WHAT IS BEING ASKED: In the listing lines between the one holding "Query: <item>person standing</item>" and the one holding "Outline every instance of the <item>person", inclusive, replace "person standing" with "standing person". Return only those lines, with everything else unchanged.

TASK MATERIAL:
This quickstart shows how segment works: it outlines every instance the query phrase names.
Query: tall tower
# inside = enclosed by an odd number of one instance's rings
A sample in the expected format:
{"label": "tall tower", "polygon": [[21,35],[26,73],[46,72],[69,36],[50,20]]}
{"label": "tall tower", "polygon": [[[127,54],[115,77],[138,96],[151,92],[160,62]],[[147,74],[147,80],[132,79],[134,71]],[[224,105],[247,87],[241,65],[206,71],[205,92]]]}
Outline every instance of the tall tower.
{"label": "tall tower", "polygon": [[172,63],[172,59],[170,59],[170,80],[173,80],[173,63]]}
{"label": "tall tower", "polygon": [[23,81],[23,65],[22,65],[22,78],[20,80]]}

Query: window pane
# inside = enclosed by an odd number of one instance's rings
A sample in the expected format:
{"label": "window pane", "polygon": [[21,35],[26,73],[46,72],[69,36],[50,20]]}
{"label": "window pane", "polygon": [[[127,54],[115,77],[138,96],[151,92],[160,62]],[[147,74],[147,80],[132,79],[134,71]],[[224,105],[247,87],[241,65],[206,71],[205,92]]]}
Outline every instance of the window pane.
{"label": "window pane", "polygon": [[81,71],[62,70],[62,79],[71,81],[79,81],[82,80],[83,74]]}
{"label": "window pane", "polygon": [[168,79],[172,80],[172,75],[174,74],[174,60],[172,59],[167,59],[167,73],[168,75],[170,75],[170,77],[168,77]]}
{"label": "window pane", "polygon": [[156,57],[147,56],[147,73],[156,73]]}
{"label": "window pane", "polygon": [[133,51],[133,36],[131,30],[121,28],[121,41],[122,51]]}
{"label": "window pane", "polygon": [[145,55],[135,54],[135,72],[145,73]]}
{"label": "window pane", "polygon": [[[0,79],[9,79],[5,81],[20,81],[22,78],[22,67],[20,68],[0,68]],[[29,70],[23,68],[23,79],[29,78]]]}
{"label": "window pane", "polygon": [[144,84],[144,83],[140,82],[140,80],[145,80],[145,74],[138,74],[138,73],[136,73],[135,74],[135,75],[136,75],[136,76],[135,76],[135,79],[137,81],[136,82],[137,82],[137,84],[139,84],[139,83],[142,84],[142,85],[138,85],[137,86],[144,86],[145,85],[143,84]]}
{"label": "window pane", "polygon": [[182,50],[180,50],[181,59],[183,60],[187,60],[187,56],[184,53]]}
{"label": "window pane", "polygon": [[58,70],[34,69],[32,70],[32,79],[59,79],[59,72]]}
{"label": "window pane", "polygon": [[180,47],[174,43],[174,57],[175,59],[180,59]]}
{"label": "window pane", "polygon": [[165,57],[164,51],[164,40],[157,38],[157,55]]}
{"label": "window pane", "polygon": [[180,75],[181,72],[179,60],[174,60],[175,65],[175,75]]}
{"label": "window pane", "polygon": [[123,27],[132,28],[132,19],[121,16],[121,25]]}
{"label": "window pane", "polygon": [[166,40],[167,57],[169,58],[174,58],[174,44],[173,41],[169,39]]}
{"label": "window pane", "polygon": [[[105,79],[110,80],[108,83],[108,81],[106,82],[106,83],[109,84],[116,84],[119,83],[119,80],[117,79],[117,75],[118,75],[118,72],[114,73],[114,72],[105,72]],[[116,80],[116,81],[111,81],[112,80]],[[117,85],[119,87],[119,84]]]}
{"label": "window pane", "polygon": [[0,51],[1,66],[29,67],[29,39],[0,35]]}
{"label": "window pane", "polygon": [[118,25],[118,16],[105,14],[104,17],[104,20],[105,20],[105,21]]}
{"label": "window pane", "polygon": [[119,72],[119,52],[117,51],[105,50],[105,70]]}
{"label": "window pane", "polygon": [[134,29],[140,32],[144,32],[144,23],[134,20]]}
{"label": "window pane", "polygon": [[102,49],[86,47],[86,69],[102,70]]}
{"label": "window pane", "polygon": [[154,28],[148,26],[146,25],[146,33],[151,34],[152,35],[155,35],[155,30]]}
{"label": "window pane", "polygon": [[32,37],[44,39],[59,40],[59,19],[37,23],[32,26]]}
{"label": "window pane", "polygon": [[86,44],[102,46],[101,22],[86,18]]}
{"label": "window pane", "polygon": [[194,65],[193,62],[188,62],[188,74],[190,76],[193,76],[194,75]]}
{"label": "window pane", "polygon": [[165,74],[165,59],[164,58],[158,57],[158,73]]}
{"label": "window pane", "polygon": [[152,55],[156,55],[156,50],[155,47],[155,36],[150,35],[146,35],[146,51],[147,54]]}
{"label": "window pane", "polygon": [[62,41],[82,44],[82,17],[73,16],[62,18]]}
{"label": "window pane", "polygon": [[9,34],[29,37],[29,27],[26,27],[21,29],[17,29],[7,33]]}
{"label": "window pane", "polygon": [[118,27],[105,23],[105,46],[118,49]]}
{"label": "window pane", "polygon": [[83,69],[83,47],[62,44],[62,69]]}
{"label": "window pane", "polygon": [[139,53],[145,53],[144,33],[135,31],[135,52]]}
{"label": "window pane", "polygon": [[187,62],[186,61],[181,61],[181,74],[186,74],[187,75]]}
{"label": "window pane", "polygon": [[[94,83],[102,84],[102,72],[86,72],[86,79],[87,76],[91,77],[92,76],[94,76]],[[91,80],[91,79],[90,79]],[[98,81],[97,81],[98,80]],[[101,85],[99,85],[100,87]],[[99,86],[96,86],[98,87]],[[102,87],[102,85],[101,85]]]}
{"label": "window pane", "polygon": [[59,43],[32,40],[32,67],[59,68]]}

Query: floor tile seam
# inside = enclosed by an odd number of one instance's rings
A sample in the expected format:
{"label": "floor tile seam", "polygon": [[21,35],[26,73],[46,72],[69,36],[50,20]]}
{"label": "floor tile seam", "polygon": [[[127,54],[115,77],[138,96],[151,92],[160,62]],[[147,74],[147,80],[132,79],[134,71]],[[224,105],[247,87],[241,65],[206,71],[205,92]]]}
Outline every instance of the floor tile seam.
--
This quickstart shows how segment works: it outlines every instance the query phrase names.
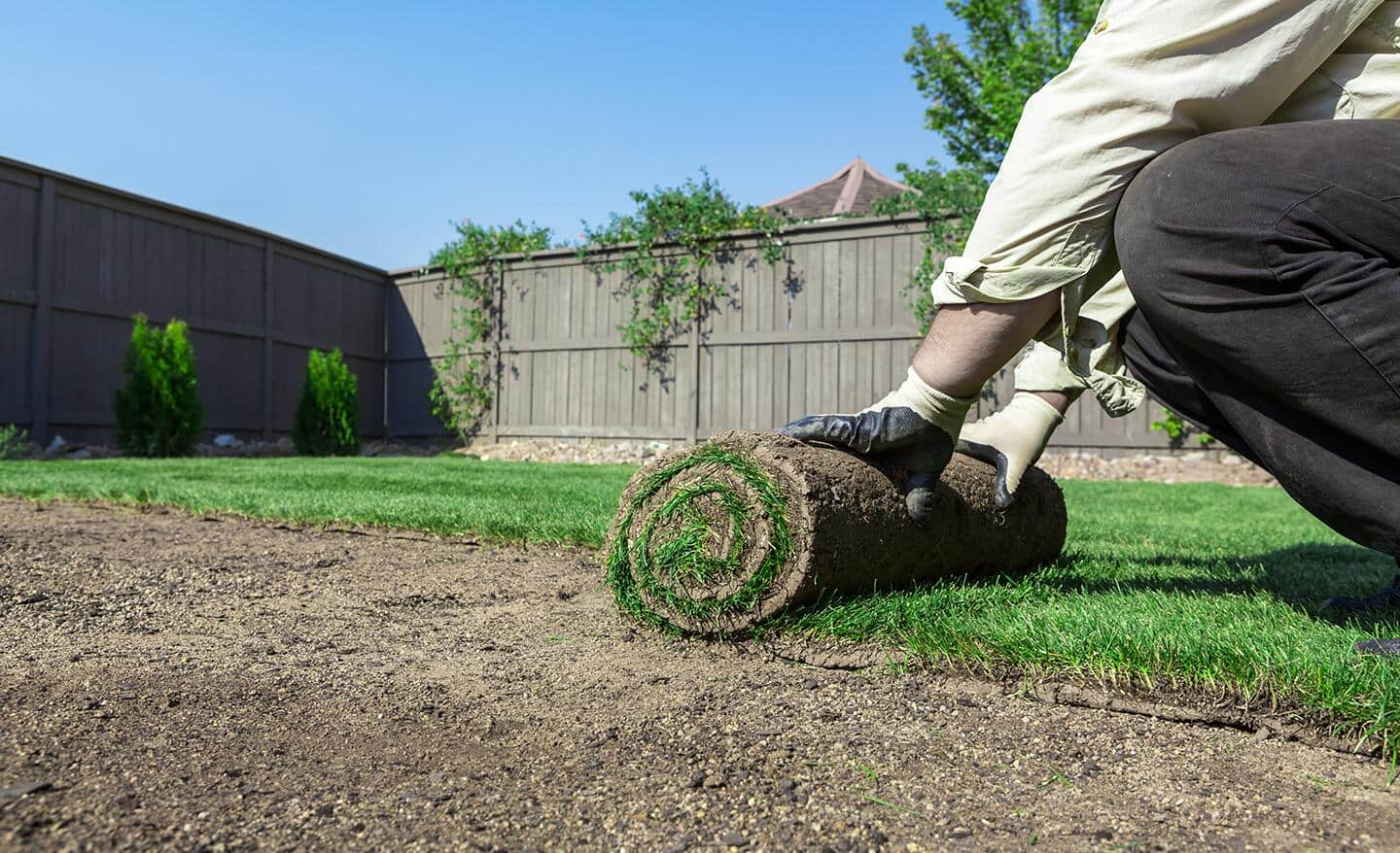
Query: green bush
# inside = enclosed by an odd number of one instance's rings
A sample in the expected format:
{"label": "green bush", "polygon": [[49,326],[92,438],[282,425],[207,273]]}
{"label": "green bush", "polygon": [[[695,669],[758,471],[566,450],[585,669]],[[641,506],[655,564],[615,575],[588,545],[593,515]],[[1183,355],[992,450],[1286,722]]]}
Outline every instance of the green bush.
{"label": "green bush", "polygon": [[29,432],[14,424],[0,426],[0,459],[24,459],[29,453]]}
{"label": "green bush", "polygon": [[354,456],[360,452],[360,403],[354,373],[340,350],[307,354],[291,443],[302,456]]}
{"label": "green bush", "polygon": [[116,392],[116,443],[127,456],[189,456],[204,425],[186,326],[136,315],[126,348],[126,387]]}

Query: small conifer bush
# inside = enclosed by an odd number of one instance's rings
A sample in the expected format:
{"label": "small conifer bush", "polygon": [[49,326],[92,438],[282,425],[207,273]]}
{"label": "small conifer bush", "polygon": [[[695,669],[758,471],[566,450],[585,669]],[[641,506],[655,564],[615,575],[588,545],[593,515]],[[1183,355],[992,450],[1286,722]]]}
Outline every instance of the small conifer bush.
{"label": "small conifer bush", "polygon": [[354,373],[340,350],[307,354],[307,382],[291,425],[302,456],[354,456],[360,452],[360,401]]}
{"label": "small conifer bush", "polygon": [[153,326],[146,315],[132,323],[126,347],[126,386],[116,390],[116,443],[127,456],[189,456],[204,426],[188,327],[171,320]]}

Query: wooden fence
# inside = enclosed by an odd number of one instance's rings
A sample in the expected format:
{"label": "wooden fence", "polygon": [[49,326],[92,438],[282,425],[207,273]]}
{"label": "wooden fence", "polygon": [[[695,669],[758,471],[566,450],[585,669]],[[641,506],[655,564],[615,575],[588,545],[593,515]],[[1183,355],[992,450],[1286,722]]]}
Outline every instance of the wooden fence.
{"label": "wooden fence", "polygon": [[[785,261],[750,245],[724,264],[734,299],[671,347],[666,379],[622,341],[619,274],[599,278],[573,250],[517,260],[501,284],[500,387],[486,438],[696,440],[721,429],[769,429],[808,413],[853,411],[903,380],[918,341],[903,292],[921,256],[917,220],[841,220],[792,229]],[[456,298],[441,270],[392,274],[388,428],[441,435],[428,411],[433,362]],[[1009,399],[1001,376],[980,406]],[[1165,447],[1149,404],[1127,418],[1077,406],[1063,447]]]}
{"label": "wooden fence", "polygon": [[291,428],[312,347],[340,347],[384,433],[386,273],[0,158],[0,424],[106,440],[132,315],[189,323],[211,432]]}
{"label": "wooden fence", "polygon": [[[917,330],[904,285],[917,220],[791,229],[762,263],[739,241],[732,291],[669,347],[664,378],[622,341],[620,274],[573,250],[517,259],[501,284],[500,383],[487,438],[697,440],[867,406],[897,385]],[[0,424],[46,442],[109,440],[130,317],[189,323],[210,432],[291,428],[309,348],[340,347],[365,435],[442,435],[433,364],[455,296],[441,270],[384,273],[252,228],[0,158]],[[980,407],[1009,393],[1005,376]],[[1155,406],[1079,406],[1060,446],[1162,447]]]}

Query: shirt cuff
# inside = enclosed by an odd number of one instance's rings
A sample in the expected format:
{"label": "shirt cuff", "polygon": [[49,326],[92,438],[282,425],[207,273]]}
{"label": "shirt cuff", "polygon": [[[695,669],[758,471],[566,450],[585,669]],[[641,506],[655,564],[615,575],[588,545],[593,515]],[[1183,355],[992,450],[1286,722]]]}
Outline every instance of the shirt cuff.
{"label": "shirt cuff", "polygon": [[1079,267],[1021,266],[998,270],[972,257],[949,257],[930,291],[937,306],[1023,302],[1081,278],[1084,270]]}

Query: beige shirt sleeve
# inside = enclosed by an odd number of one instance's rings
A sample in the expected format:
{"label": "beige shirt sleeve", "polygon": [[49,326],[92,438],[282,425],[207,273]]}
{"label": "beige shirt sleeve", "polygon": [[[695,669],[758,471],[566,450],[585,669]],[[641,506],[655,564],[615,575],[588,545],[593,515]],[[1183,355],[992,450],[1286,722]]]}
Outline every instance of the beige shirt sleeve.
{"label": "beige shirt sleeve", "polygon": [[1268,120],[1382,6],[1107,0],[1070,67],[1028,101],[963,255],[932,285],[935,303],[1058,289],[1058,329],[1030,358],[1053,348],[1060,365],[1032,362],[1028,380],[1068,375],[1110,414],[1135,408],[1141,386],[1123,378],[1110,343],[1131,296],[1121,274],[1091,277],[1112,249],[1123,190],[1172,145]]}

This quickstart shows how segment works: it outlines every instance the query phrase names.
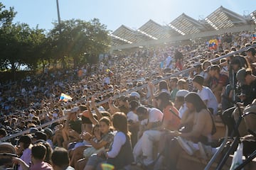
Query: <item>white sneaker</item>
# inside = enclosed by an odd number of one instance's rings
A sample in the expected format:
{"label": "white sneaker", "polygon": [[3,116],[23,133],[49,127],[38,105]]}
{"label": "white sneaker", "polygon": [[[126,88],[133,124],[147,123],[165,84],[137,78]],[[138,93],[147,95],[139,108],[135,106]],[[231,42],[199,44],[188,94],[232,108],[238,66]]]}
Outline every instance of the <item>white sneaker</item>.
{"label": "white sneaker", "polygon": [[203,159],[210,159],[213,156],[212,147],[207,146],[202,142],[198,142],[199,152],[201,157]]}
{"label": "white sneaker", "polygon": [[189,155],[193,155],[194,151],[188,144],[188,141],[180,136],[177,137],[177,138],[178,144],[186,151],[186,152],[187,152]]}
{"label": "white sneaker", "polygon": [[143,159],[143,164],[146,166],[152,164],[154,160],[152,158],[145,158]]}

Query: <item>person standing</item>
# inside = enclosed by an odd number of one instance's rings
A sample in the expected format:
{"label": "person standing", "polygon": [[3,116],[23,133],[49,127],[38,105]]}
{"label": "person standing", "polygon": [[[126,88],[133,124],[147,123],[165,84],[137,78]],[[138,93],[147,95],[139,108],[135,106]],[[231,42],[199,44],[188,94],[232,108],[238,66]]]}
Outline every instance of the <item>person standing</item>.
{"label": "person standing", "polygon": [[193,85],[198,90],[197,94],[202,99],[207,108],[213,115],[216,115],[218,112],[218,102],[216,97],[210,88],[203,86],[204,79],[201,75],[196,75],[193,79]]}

RESULT OF THE TASK:
Query: <item>standing person</item>
# inside = enclosed by an odd number of one instance's rings
A sample in the expected format:
{"label": "standing person", "polygon": [[3,116],[23,133],[49,127],[38,105]]}
{"label": "standing person", "polygon": [[[126,88],[133,124],[147,123],[165,84],[137,78]],[[138,93],[147,95],[139,108],[135,106]],[[231,42],[199,44],[188,94],[232,108],[238,66]]]}
Outline every instance of the <item>standing person</item>.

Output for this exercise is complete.